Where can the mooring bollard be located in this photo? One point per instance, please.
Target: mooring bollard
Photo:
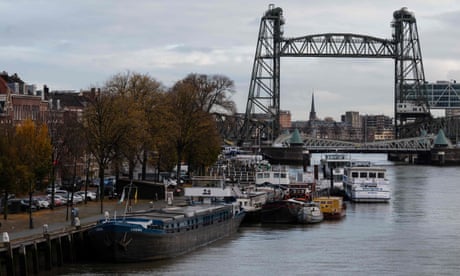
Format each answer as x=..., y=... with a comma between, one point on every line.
x=5, y=237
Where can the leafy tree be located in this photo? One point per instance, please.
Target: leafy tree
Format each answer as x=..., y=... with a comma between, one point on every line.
x=212, y=92
x=33, y=146
x=194, y=135
x=8, y=165
x=108, y=127
x=141, y=93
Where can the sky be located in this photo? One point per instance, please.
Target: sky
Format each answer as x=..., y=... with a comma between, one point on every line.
x=75, y=45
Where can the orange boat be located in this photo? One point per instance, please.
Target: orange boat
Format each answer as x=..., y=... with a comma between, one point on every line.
x=332, y=207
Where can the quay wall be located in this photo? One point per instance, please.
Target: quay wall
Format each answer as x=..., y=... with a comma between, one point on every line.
x=42, y=253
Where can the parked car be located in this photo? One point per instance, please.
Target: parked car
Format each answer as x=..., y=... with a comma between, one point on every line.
x=89, y=194
x=25, y=205
x=43, y=203
x=59, y=200
x=49, y=189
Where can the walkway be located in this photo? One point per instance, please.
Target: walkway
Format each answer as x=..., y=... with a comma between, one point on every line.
x=17, y=225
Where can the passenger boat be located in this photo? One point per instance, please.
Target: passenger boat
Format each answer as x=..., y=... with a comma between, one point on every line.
x=310, y=213
x=332, y=167
x=167, y=232
x=332, y=207
x=252, y=201
x=274, y=175
x=281, y=211
x=366, y=183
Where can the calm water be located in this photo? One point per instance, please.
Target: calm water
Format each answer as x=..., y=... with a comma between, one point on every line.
x=417, y=233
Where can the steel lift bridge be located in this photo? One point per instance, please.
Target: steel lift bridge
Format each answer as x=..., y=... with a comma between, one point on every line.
x=263, y=105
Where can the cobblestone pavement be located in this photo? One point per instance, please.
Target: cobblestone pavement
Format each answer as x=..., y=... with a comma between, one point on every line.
x=18, y=225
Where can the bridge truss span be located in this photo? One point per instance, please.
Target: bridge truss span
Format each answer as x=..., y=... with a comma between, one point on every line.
x=409, y=145
x=338, y=45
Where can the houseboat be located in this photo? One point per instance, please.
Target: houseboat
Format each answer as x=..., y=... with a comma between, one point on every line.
x=212, y=214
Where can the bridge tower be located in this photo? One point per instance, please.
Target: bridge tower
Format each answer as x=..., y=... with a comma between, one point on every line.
x=411, y=103
x=261, y=119
x=263, y=105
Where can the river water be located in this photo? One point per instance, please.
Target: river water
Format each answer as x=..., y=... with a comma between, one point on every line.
x=417, y=233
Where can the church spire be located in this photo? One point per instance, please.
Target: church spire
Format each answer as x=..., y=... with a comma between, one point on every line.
x=312, y=110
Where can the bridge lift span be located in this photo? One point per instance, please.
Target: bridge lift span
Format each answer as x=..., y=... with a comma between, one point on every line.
x=263, y=104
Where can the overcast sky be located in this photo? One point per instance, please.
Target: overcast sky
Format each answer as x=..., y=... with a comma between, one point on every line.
x=73, y=45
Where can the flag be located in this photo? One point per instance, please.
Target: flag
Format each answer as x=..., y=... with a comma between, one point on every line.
x=122, y=197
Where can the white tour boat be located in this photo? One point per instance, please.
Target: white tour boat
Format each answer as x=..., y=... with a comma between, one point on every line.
x=365, y=183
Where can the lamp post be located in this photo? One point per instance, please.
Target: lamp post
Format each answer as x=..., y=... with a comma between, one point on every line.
x=31, y=222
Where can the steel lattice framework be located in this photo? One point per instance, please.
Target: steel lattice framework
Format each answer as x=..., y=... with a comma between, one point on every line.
x=263, y=105
x=337, y=45
x=408, y=145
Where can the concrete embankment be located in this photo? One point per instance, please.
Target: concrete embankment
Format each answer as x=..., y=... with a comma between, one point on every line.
x=25, y=251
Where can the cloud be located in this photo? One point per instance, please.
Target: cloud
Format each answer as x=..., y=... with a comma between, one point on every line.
x=75, y=44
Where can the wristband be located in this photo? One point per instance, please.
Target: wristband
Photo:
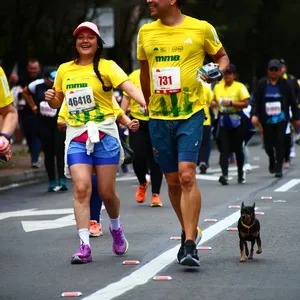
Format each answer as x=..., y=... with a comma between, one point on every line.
x=221, y=75
x=5, y=135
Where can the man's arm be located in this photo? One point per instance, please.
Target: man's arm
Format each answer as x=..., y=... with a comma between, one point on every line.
x=145, y=80
x=221, y=58
x=28, y=98
x=10, y=119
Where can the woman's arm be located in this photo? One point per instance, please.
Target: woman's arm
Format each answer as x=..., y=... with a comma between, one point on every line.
x=135, y=93
x=126, y=121
x=54, y=98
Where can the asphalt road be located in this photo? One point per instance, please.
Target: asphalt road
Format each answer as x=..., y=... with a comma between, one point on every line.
x=35, y=264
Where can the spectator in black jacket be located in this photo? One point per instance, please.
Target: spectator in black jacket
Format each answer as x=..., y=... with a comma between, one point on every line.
x=272, y=99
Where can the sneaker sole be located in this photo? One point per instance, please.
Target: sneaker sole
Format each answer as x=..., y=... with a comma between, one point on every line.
x=96, y=234
x=199, y=236
x=190, y=261
x=198, y=239
x=223, y=181
x=79, y=261
x=122, y=253
x=140, y=201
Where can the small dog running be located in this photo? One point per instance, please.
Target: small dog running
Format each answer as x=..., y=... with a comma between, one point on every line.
x=249, y=230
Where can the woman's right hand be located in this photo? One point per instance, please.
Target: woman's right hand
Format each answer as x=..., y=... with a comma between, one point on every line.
x=50, y=94
x=254, y=120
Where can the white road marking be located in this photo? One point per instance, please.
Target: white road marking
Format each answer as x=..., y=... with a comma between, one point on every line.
x=148, y=271
x=198, y=176
x=30, y=226
x=288, y=185
x=66, y=221
x=34, y=212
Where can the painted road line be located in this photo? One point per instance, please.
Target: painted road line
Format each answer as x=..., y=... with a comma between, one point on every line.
x=148, y=271
x=290, y=184
x=230, y=169
x=35, y=212
x=66, y=221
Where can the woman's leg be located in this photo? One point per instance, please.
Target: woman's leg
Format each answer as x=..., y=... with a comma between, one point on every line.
x=81, y=177
x=59, y=142
x=106, y=181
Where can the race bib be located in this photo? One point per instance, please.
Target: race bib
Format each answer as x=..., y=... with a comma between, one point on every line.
x=226, y=109
x=166, y=80
x=46, y=110
x=80, y=100
x=273, y=108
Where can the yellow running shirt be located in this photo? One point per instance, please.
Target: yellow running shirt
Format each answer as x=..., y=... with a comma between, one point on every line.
x=84, y=96
x=134, y=106
x=174, y=54
x=236, y=92
x=208, y=96
x=5, y=94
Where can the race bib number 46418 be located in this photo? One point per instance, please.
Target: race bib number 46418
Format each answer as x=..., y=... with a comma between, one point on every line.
x=166, y=80
x=80, y=100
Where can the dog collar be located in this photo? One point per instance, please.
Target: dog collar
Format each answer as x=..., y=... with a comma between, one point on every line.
x=247, y=226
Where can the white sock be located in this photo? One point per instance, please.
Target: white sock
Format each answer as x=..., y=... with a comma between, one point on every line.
x=115, y=223
x=84, y=236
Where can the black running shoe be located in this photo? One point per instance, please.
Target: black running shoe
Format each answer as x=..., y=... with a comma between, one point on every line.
x=190, y=255
x=181, y=249
x=242, y=178
x=271, y=166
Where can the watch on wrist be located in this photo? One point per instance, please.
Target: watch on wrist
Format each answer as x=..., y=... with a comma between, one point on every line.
x=221, y=75
x=5, y=135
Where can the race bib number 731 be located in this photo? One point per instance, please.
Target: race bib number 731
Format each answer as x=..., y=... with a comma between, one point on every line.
x=80, y=100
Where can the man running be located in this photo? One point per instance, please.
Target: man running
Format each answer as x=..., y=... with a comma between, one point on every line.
x=170, y=51
x=9, y=118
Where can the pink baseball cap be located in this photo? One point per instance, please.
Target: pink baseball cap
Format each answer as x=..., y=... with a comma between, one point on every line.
x=87, y=25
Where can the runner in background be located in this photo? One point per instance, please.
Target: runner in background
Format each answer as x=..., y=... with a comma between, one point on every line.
x=231, y=97
x=9, y=118
x=205, y=149
x=52, y=139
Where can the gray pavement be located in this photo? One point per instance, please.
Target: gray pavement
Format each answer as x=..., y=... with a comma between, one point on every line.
x=36, y=264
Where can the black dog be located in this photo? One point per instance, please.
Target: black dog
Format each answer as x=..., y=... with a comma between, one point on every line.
x=249, y=230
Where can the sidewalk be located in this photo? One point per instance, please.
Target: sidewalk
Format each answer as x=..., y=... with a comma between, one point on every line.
x=18, y=171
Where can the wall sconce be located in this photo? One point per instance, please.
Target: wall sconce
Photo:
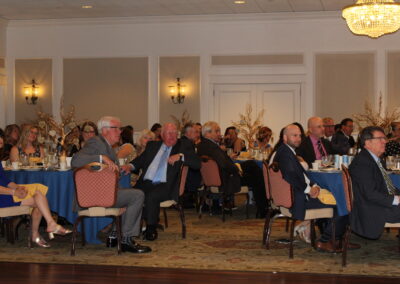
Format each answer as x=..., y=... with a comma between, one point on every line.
x=31, y=93
x=177, y=92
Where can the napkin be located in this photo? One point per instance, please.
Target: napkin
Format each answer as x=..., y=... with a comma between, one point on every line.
x=326, y=197
x=31, y=190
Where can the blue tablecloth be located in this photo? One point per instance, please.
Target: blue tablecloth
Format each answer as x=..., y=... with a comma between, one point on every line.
x=61, y=196
x=333, y=182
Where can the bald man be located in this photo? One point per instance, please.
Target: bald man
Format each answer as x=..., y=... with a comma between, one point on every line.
x=305, y=192
x=314, y=146
x=160, y=164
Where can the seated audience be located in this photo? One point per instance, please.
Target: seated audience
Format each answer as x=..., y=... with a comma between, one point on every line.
x=393, y=146
x=329, y=127
x=27, y=145
x=304, y=192
x=314, y=146
x=232, y=141
x=232, y=179
x=11, y=137
x=160, y=164
x=156, y=129
x=342, y=140
x=376, y=200
x=126, y=150
x=264, y=135
x=12, y=194
x=89, y=130
x=145, y=136
x=99, y=149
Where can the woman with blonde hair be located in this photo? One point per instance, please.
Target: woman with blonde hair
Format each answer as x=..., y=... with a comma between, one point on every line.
x=28, y=144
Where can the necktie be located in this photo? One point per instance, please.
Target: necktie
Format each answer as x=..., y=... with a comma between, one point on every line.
x=320, y=149
x=389, y=185
x=160, y=175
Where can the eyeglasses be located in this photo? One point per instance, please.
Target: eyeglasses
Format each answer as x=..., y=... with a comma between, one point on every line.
x=379, y=138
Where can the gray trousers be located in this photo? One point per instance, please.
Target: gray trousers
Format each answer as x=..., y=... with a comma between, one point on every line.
x=133, y=200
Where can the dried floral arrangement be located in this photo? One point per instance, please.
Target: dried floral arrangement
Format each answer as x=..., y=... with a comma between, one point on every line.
x=180, y=123
x=381, y=118
x=53, y=133
x=248, y=128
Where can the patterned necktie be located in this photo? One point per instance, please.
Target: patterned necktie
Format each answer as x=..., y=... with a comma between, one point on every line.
x=320, y=149
x=160, y=174
x=389, y=185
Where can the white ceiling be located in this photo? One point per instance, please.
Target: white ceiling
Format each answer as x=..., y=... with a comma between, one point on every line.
x=62, y=9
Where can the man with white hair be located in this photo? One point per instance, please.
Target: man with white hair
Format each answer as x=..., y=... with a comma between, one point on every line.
x=99, y=149
x=160, y=164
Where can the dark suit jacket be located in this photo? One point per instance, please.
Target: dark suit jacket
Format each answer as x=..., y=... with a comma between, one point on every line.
x=143, y=162
x=293, y=173
x=306, y=150
x=230, y=173
x=341, y=144
x=91, y=152
x=371, y=198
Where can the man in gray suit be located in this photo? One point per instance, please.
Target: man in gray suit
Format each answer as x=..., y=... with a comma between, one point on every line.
x=99, y=149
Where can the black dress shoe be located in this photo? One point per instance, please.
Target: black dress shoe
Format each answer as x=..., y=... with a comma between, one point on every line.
x=135, y=248
x=150, y=235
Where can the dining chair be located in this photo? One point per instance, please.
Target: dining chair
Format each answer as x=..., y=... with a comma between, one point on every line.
x=8, y=216
x=177, y=205
x=211, y=175
x=281, y=196
x=96, y=188
x=348, y=192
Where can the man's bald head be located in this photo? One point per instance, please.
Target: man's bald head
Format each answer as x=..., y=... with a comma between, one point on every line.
x=316, y=127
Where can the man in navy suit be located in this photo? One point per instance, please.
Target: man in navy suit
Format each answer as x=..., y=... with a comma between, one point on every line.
x=304, y=191
x=160, y=164
x=376, y=200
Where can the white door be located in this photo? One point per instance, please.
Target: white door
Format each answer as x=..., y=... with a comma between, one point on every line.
x=281, y=103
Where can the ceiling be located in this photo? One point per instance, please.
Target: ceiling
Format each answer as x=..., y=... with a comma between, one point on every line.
x=64, y=9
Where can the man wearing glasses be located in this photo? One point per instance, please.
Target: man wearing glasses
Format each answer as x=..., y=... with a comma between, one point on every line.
x=376, y=200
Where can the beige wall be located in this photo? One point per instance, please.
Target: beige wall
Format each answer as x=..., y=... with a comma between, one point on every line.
x=188, y=69
x=108, y=86
x=257, y=59
x=343, y=83
x=25, y=71
x=393, y=77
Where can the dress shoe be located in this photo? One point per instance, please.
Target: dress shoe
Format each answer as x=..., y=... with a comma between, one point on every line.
x=150, y=235
x=134, y=247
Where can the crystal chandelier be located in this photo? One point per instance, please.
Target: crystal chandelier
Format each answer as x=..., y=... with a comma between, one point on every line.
x=373, y=17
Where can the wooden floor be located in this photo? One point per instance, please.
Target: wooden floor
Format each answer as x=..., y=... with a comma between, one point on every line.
x=61, y=273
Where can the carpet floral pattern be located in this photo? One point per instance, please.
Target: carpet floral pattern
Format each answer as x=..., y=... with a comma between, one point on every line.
x=211, y=244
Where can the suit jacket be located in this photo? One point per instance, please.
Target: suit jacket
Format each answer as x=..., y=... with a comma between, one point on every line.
x=229, y=172
x=371, y=198
x=341, y=144
x=293, y=172
x=143, y=162
x=306, y=150
x=91, y=152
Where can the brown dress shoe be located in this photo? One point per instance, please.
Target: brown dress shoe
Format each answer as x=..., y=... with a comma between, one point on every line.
x=325, y=247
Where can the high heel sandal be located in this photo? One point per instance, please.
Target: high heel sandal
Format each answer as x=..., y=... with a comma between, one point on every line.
x=59, y=231
x=40, y=242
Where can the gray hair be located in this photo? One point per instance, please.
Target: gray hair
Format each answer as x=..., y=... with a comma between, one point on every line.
x=208, y=127
x=105, y=121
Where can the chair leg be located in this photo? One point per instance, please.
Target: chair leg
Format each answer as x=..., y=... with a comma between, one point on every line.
x=291, y=238
x=183, y=221
x=119, y=235
x=74, y=231
x=165, y=218
x=345, y=244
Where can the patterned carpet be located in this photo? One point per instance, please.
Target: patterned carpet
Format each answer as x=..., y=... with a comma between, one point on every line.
x=211, y=244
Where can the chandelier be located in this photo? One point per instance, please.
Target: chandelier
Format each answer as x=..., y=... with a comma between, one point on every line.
x=373, y=17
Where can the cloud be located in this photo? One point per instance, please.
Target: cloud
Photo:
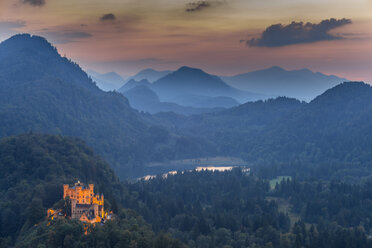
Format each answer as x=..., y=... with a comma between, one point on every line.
x=278, y=35
x=36, y=3
x=66, y=36
x=107, y=17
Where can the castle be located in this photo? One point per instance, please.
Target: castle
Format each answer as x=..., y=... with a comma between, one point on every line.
x=85, y=205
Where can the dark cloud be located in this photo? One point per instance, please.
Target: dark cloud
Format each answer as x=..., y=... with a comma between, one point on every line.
x=108, y=17
x=199, y=5
x=298, y=32
x=66, y=36
x=34, y=2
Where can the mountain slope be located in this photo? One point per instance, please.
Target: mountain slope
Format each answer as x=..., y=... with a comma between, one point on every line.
x=34, y=168
x=149, y=74
x=133, y=83
x=185, y=83
x=327, y=138
x=144, y=99
x=107, y=81
x=43, y=92
x=301, y=84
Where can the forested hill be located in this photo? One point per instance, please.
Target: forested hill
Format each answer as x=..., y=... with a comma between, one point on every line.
x=42, y=92
x=34, y=167
x=329, y=137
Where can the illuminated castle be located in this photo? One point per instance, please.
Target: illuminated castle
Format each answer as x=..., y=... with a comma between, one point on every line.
x=85, y=206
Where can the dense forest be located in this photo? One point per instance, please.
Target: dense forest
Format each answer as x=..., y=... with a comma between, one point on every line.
x=40, y=91
x=327, y=138
x=34, y=168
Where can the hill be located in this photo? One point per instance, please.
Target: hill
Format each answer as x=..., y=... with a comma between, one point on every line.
x=34, y=168
x=144, y=99
x=149, y=74
x=275, y=81
x=41, y=91
x=326, y=138
x=132, y=83
x=185, y=84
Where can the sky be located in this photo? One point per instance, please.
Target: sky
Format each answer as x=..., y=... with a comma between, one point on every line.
x=222, y=37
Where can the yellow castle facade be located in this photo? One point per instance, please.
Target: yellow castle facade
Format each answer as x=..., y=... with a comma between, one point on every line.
x=85, y=205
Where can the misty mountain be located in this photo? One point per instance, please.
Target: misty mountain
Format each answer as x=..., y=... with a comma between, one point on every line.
x=132, y=83
x=150, y=74
x=40, y=91
x=108, y=81
x=187, y=84
x=301, y=84
x=144, y=99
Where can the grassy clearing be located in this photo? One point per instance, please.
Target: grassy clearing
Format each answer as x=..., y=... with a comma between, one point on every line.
x=273, y=182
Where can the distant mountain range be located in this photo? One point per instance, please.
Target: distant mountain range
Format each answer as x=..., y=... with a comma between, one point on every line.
x=150, y=74
x=142, y=98
x=42, y=92
x=275, y=81
x=185, y=91
x=108, y=81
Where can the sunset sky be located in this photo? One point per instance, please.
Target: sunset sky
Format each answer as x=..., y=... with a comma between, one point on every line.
x=223, y=37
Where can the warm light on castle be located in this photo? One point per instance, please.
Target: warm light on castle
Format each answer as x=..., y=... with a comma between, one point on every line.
x=85, y=205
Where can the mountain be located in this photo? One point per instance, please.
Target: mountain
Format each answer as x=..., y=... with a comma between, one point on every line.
x=150, y=74
x=301, y=84
x=34, y=168
x=185, y=84
x=40, y=91
x=133, y=83
x=144, y=99
x=107, y=81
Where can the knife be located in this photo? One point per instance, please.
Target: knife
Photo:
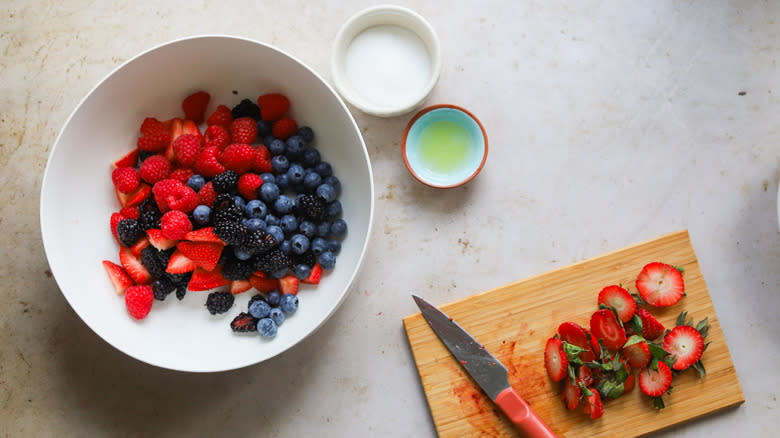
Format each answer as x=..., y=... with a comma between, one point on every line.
x=489, y=372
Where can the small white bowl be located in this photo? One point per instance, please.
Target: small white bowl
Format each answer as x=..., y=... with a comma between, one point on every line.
x=401, y=79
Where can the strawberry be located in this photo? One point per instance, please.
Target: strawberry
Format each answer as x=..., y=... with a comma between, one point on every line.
x=637, y=354
x=651, y=327
x=157, y=240
x=289, y=285
x=186, y=149
x=284, y=128
x=203, y=254
x=222, y=116
x=195, y=105
x=133, y=266
x=138, y=300
x=686, y=344
x=570, y=394
x=238, y=157
x=243, y=130
x=619, y=299
x=118, y=277
x=555, y=360
x=273, y=106
x=125, y=179
x=314, y=276
x=605, y=326
x=248, y=184
x=128, y=160
x=655, y=382
x=204, y=280
x=660, y=285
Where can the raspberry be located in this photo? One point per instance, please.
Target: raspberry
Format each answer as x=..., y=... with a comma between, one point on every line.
x=207, y=164
x=175, y=224
x=195, y=105
x=273, y=106
x=218, y=136
x=238, y=157
x=248, y=184
x=138, y=300
x=125, y=179
x=186, y=149
x=155, y=168
x=221, y=117
x=284, y=128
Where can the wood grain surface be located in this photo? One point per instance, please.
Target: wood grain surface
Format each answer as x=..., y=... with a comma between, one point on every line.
x=515, y=321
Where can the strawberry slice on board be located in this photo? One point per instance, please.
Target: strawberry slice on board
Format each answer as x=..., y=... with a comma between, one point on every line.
x=660, y=285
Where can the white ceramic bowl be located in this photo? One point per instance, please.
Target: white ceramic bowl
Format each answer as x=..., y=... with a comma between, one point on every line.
x=404, y=100
x=77, y=197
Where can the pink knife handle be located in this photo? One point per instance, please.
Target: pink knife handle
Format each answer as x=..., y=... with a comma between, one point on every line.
x=522, y=416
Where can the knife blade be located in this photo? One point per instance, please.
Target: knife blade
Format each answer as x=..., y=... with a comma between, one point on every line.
x=485, y=369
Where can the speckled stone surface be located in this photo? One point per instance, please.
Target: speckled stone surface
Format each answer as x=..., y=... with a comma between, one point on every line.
x=609, y=123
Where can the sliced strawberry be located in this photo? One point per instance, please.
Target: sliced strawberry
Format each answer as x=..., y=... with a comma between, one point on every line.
x=686, y=344
x=619, y=299
x=118, y=276
x=651, y=327
x=133, y=266
x=314, y=277
x=204, y=280
x=157, y=240
x=289, y=284
x=179, y=264
x=655, y=382
x=203, y=254
x=203, y=235
x=555, y=360
x=606, y=327
x=660, y=285
x=570, y=394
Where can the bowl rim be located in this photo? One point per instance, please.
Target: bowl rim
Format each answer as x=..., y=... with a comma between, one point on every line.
x=414, y=120
x=357, y=23
x=361, y=257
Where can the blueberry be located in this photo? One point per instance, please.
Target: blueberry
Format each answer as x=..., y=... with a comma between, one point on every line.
x=277, y=316
x=259, y=309
x=300, y=244
x=269, y=192
x=201, y=214
x=289, y=303
x=267, y=328
x=302, y=272
x=327, y=260
x=280, y=164
x=334, y=209
x=288, y=223
x=196, y=182
x=311, y=181
x=310, y=157
x=274, y=298
x=267, y=177
x=306, y=133
x=324, y=169
x=276, y=147
x=327, y=192
x=338, y=228
x=319, y=245
x=283, y=204
x=275, y=231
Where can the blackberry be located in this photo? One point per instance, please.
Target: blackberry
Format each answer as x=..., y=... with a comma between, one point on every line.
x=312, y=207
x=129, y=231
x=246, y=108
x=225, y=182
x=219, y=302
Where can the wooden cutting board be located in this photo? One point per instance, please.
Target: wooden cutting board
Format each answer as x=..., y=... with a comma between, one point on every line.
x=515, y=321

--------------------------------------------------

Lay out the lines from the one with "Where can the suit" up to and including the one with "x=345, y=244" as a Markdown table, with a Row column numbering each line and a Line column holding its text. Leave out blank lines.

### FINISHED TASK
| Row | Line |
|---|---|
| 1 | Where can the suit jacket be located in this photo? One point per instance, please. |
| 2 | Target: suit jacket |
| 3 | Format each answer as x=..., y=... with a comma between, one point on every line. |
| 4 | x=229, y=172 |
| 5 | x=371, y=198 |
| 6 | x=341, y=144 |
| 7 | x=293, y=172 |
| 8 | x=143, y=162 |
| 9 | x=306, y=150 |
| 10 | x=91, y=152 |
| 11 | Where can the brown dress shoe be located in this photo? One point per instance, please. |
| 12 | Target: brown dress shoe |
| 13 | Format each answer as x=..., y=... with a comma between, one point on every line. |
| 14 | x=325, y=247 |
| 15 | Where can the high heel sandal be located in this photo? One point per instance, please. |
| 16 | Target: high heel sandal |
| 17 | Format each answer as x=..., y=... with a comma between, one point on every line. |
| 18 | x=59, y=231 |
| 19 | x=40, y=242 |
| 20 | Where can the gray hair be located in this photo? One point per instance, please. |
| 21 | Target: gray hair |
| 22 | Format each answer as x=..., y=... with a comma between, one point on every line. |
| 23 | x=208, y=127 |
| 24 | x=105, y=121 |
| 25 | Where can the chair leg be located in this photo? One point per instance, please. |
| 26 | Target: chair leg |
| 27 | Format each answer as x=..., y=... with a comma between, one point on every line. |
| 28 | x=291, y=238 |
| 29 | x=183, y=221 |
| 30 | x=119, y=235 |
| 31 | x=74, y=231 |
| 32 | x=165, y=218 |
| 33 | x=345, y=244 |